• **Exercise aim**
How many lines in the items below contain the string "yellow"? Matching is case-sensitive; give only the number.

(Image point annotation entries)
################

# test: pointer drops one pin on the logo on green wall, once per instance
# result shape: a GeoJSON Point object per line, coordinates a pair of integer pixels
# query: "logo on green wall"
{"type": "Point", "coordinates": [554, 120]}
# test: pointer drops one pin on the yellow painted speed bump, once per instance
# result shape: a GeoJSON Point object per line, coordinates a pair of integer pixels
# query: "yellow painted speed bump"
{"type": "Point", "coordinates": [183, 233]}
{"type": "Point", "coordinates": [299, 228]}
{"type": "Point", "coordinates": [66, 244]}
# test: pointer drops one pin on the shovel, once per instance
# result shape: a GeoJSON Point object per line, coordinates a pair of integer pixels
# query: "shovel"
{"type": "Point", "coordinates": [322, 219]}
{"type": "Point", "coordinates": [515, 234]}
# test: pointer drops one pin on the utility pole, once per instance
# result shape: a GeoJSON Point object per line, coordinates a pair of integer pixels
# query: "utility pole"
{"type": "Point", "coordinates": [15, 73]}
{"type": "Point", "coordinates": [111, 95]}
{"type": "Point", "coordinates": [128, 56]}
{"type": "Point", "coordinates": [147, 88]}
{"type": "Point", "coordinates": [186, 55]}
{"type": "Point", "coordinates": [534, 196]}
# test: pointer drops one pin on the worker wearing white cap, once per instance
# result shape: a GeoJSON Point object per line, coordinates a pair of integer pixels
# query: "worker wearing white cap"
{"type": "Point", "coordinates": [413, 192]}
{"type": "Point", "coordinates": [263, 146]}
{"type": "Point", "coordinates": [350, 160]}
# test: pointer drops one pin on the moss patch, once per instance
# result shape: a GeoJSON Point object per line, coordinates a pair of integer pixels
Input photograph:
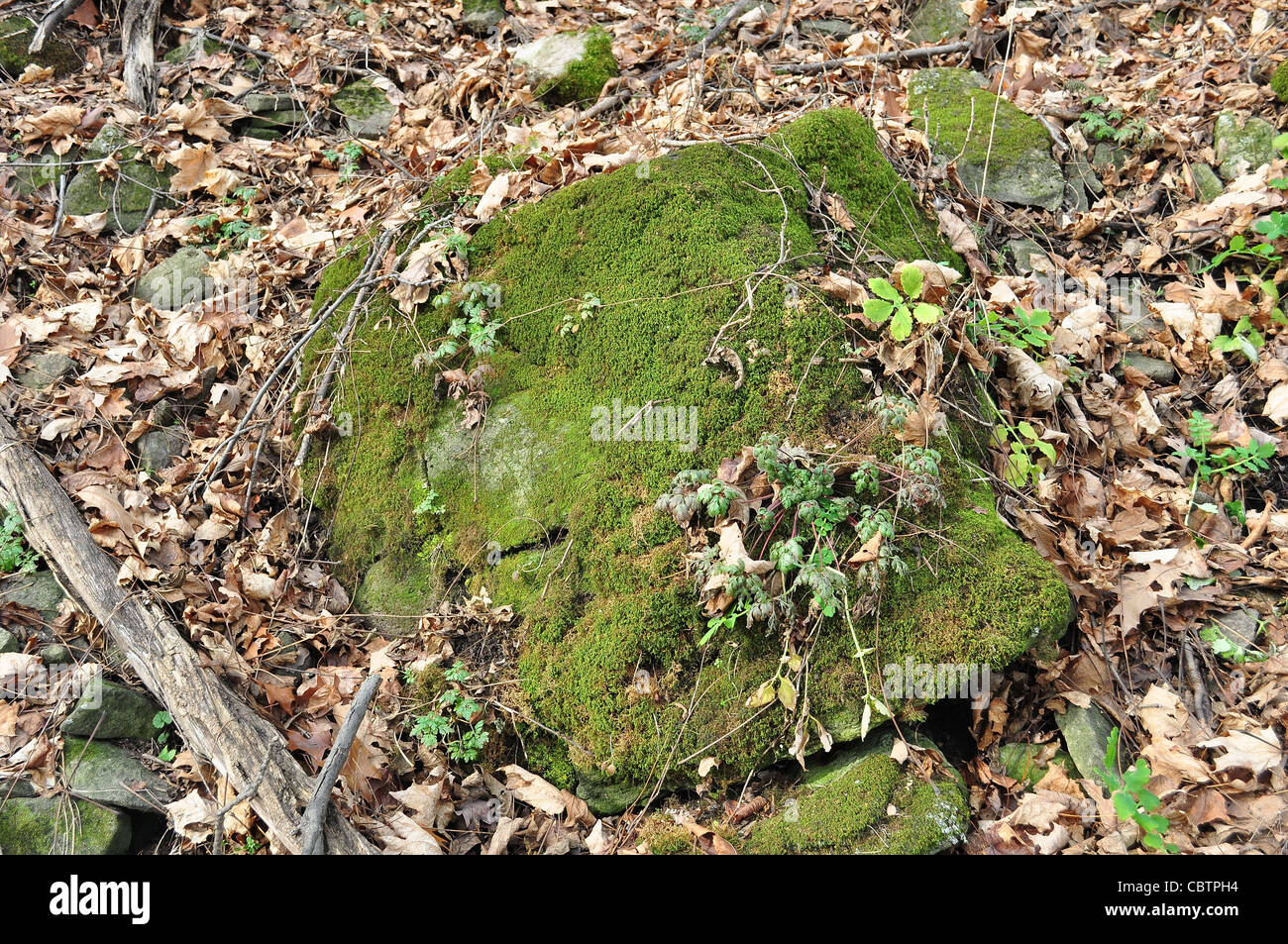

################

• **Correct answer**
2